Retype the items verbatim, starting at their first line and ending after the line that contains "0], [174, 15]]".

==== Data shown

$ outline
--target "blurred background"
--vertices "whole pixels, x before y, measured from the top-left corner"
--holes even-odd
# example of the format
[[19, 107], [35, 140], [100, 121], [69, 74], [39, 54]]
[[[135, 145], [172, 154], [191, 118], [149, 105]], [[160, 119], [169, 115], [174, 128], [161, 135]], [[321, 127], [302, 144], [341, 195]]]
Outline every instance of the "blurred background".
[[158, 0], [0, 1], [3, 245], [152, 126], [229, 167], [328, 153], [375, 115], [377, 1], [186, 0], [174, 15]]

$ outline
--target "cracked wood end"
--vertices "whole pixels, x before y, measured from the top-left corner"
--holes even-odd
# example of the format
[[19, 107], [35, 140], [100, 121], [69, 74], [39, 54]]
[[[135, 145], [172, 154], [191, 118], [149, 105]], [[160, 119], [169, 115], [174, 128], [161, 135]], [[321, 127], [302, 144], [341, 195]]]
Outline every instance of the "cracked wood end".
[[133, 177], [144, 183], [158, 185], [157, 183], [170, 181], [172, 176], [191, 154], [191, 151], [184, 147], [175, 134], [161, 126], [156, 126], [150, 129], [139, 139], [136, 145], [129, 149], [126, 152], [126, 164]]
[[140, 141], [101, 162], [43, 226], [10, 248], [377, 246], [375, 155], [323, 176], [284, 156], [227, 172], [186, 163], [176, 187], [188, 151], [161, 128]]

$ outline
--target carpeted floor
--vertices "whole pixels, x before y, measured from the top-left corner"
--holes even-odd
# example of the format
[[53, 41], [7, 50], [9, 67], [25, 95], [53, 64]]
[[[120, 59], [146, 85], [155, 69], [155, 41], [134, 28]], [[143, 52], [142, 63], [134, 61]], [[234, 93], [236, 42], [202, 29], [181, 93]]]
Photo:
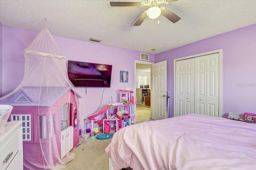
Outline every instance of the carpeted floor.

========

_The output_
$ outline
--target "blurred background"
--vertices "whole pixels, x before y, measured from the top-left corner"
--holes even-odd
# example of the format
[[19, 107], [35, 140], [100, 121], [69, 74], [39, 54]]
[[[135, 145], [172, 154], [191, 118], [149, 105]], [[160, 119], [169, 115], [174, 128], [161, 135]], [[321, 127], [302, 144], [341, 195]]]
Outline every instance of the "blurred background".
[[158, 0], [0, 1], [3, 245], [152, 126], [229, 167], [328, 153], [375, 115], [377, 1], [186, 0], [174, 15]]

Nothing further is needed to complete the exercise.